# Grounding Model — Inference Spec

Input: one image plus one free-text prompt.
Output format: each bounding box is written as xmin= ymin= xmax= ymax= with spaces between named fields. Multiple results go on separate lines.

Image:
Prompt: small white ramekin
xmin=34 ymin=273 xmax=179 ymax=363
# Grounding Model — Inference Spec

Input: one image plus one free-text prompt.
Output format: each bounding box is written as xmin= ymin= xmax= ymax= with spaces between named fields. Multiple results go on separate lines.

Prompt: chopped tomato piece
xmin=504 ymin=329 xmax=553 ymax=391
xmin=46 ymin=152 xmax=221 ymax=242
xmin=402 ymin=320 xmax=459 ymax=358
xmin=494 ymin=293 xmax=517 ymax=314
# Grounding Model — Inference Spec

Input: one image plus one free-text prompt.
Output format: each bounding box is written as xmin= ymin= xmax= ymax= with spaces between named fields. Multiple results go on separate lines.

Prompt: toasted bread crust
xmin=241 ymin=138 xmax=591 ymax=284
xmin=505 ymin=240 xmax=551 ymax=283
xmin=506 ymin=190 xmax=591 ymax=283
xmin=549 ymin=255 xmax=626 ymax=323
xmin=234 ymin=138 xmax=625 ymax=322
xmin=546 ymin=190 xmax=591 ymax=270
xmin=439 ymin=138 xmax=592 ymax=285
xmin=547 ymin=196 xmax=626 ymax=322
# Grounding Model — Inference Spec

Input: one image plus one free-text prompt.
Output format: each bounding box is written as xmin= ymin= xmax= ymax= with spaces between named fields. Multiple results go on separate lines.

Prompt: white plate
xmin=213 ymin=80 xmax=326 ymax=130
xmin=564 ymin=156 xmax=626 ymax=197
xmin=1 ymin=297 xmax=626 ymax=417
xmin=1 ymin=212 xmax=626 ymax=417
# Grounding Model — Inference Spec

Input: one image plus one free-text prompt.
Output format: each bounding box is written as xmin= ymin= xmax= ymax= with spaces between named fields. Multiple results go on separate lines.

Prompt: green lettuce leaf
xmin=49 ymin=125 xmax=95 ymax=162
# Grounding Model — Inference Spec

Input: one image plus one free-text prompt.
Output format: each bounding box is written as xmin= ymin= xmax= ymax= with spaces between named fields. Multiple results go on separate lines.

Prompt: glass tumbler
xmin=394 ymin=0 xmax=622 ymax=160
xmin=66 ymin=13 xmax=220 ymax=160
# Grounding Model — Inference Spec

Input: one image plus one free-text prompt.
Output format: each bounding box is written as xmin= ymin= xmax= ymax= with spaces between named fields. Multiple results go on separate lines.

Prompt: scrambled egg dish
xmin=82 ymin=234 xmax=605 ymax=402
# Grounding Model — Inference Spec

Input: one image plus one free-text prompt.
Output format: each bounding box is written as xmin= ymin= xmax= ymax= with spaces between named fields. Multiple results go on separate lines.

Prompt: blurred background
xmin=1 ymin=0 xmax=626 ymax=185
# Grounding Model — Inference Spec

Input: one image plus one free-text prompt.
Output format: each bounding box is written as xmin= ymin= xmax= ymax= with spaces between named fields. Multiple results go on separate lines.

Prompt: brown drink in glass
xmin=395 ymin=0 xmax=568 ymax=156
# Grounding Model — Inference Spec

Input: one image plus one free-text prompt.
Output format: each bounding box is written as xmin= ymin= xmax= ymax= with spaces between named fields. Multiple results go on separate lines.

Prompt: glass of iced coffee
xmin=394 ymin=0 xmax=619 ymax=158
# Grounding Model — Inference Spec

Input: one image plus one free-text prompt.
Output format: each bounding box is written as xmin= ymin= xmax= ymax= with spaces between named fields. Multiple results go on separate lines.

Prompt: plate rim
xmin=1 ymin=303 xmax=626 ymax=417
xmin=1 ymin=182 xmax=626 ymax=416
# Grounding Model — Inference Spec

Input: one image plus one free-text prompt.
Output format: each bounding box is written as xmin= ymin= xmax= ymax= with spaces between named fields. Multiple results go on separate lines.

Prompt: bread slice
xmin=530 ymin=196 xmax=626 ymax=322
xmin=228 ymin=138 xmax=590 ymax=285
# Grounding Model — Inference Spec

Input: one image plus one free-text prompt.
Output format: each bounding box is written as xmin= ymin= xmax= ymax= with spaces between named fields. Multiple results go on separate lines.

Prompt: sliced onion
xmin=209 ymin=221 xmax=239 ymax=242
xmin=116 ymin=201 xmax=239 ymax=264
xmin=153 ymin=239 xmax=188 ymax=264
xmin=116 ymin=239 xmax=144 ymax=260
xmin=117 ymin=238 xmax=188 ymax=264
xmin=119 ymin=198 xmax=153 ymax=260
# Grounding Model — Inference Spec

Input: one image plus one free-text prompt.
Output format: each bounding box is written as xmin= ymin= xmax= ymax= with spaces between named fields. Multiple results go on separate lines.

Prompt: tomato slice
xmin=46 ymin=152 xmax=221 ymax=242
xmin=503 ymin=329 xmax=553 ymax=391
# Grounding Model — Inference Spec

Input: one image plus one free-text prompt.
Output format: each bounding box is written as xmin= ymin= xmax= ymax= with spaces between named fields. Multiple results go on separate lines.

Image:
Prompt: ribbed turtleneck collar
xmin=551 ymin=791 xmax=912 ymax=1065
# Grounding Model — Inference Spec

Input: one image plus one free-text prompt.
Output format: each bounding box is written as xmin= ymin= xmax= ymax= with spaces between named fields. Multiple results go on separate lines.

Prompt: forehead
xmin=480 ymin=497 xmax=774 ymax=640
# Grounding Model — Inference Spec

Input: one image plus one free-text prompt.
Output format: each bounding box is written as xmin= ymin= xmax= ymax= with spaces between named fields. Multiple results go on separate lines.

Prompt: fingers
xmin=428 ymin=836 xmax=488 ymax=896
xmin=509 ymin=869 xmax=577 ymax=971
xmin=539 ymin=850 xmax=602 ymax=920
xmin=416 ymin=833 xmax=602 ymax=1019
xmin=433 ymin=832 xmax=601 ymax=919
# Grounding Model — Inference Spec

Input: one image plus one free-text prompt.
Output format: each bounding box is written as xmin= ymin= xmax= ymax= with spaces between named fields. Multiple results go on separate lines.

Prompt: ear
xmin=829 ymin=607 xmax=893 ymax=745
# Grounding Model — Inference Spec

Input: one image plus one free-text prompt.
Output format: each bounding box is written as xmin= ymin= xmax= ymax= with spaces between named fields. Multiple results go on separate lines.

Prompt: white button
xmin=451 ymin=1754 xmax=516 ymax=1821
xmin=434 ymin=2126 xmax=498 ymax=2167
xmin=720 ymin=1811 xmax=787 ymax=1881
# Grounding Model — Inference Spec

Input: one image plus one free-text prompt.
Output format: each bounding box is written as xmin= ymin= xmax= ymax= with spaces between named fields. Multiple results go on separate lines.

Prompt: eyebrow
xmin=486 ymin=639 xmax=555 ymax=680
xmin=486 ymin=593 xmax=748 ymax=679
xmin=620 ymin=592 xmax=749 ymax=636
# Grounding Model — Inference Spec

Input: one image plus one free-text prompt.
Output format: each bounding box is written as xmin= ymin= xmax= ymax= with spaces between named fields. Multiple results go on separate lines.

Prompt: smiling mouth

┄┄┄┄┄┄

-- Work required --
Repeat the records above exactly, leaving none out.

-- Response to this exercise --
# Grounding Model — Inference Spec

Input: one image plus one free-text prompt.
Output format: each bounding box is written as xmin= ymin= xmax= ymax= with spaces between named fields. Multiple results go on separate lines.

Image:
Prompt: small white ramekin
xmin=34 ymin=273 xmax=179 ymax=363
# Grounding Model — Inference Spec

Input: one image plus one free-text prompt.
Output format: each bounding box is written as xmin= ymin= xmax= ymax= with spaces between named fields. Multiple results go on separate lines.

Prompt: chopped tomato piece
xmin=504 ymin=329 xmax=553 ymax=391
xmin=46 ymin=152 xmax=221 ymax=242
xmin=402 ymin=320 xmax=459 ymax=358
xmin=494 ymin=293 xmax=517 ymax=314
# Grounding Model — Inference Spec

Input: one image plus one free-text prompt.
Output format: each bounding box is written as xmin= ymin= xmax= ymax= with spaces between named fields. Multiple results go on separate lines.

Prompt: toasted bread crust
xmin=241 ymin=138 xmax=591 ymax=284
xmin=505 ymin=240 xmax=551 ymax=283
xmin=506 ymin=190 xmax=591 ymax=283
xmin=549 ymin=255 xmax=626 ymax=323
xmin=234 ymin=138 xmax=625 ymax=322
xmin=546 ymin=190 xmax=591 ymax=270
xmin=439 ymin=138 xmax=592 ymax=285
xmin=547 ymin=196 xmax=626 ymax=322
# Grounding Model — Inference Spec

Input: one image plus one free-text prompt.
Output format: each bounding box is written as xmin= ymin= xmax= ymax= with spaces between named fields. Multiple results go on separate lines.

Prompt: white plate
xmin=213 ymin=80 xmax=326 ymax=130
xmin=564 ymin=156 xmax=626 ymax=197
xmin=1 ymin=297 xmax=626 ymax=417
xmin=1 ymin=212 xmax=626 ymax=417
# Grounding Model — Inference Spec

Input: one image plus one free-text prompt.
Output format: each bounding box is written as xmin= ymin= xmax= ymax= with spaces between named fields. Multiple results go on separate lines.

Prompt: green lettuce leaf
xmin=49 ymin=125 xmax=95 ymax=162
# Grounding Model — Inference Spec

Input: one image plus one free-text prompt.
Output format: each bounding box is written as xmin= ymin= xmax= ymax= with spaces between named fields. Multiple results go on separate lines.

Prompt: glass tumbler
xmin=394 ymin=0 xmax=622 ymax=160
xmin=66 ymin=13 xmax=220 ymax=160
# Grounding Model — Inference Spec

Input: one image plus one free-text prompt.
Output format: each bounding box is written as xmin= ymin= xmax= ymax= with spaces between named fields. Multiple results go on separate lines.

Prompt: scrambled egg dish
xmin=82 ymin=234 xmax=605 ymax=402
# Grounding Model — Inference Spec

Input: one image plus one free-text prompt.
Output format: each bounding box is written as xmin= ymin= xmax= ymax= with spaces between named fields. Multiple results go on separate lines.

Prompt: blurred background
xmin=1 ymin=0 xmax=626 ymax=185
# Grounding Model — Inference Spec

Input: one image plus one free-text prompt.
Output format: each bounding box is written as xmin= ymin= xmax= ymax= with spaces between named fields. Multiple results go on separate lines.

Prompt: brown drink in glass
xmin=395 ymin=0 xmax=568 ymax=156
# Grounding Model — Inference Spec

Input: one image plus one free-text prompt.
Output format: each bounding box is written as xmin= ymin= xmax= ymax= with spaces between named fields. Multiple results go on separate lines.

Prompt: glass of iced coffee
xmin=394 ymin=0 xmax=619 ymax=158
# Grounding Model — Inference Spec

Input: one image plus one free-text prompt.
Output format: each bounding box is written as xmin= ymin= xmax= ymax= with spaces between named fields. Multiple results go on separate lines.

Prompt: plate rim
xmin=1 ymin=303 xmax=626 ymax=417
xmin=1 ymin=182 xmax=626 ymax=416
# Grounding Model — Inference Spec

Input: one image plus one free-text prompt.
Output format: each bounding box is written as xmin= ymin= xmax= ymax= with spaces between named fields. Multiple results go on separate lines.

Prompt: bread slice
xmin=530 ymin=196 xmax=626 ymax=322
xmin=228 ymin=138 xmax=590 ymax=285
# Grounding Model — Inference Spec

Input: one image plus one free-text prompt.
Output format: each bounding box is written as xmin= ymin= xmax= ymax= with spaces between named fields. Multiple results go on separate lines.

Prompt: sliced onion
xmin=209 ymin=221 xmax=239 ymax=242
xmin=116 ymin=201 xmax=239 ymax=264
xmin=153 ymin=239 xmax=188 ymax=264
xmin=116 ymin=239 xmax=144 ymax=260
xmin=117 ymin=238 xmax=188 ymax=264
xmin=119 ymin=198 xmax=153 ymax=260
# Grounding Model — Inference Spec

Input: one image plus one free-text prompt.
Output format: each bounding box is written as xmin= ymin= xmax= ymax= with spaces between named fields. Multiple results go on separate lines.

Prompt: tomato slice
xmin=46 ymin=152 xmax=221 ymax=242
xmin=503 ymin=329 xmax=553 ymax=391
# Grounding Model — Inference Spec

Input: one image plus one free-text prompt.
Output format: each bounding box is written as xmin= ymin= xmax= ymax= with spaces between named fields. Multiple results go on separate lines.

Image:
Prompt: ribbed turtleneck collar
xmin=551 ymin=791 xmax=912 ymax=1065
# Grounding Model — Inference Spec

Input: one image plus one free-text prompt.
Output format: each bounding box is written as xmin= ymin= xmax= ymax= with spaces between named fields. Multiple results go on separate lines.

Prompt: forehead
xmin=480 ymin=497 xmax=774 ymax=640
# Grounding Model — Inference Spec

Input: one image plus one free-text prompt.
Output format: each bounding box is written as xmin= ymin= xmax= ymax= with spaces between named fields. Multiple results go on separate lines.

Prompt: fingers
xmin=428 ymin=836 xmax=488 ymax=896
xmin=509 ymin=869 xmax=577 ymax=971
xmin=539 ymin=850 xmax=602 ymax=920
xmin=416 ymin=833 xmax=602 ymax=1019
xmin=433 ymin=832 xmax=601 ymax=919
# Grounding Model — Inference Spec

Input: one image plus one free-text prompt.
Output format: each bounding box is written as xmin= ymin= xmax= ymax= with spaces between named fields. Multiple results go on separate lines.

Prompt: ear
xmin=829 ymin=607 xmax=893 ymax=745
# Grounding Model — Inference Spec

Input: one image plus one free-text prompt.
Output format: each bounding box is written as xmin= ymin= xmax= ymax= with spaces between named fields. Multiple results go on separate lines.

Prompt: white button
xmin=451 ymin=1754 xmax=516 ymax=1821
xmin=434 ymin=2126 xmax=498 ymax=2167
xmin=720 ymin=1811 xmax=787 ymax=1881
# Grounding Model — Inference Spec

Input: one image plus one free-text prompt.
Output format: each bounding box is written as xmin= ymin= xmax= ymax= with spaces between named fields. Multiple results go on separate lines.

Prompt: eyebrow
xmin=486 ymin=639 xmax=555 ymax=680
xmin=486 ymin=593 xmax=748 ymax=679
xmin=620 ymin=592 xmax=749 ymax=636
# Grounding Model — Inference Spec

Input: one image plus one free-text prompt.
Output format: each bounding box is written as xmin= ymin= xmax= ymax= with spaces between named fields. Multiple results go on separate lines.

Prompt: smiling mouth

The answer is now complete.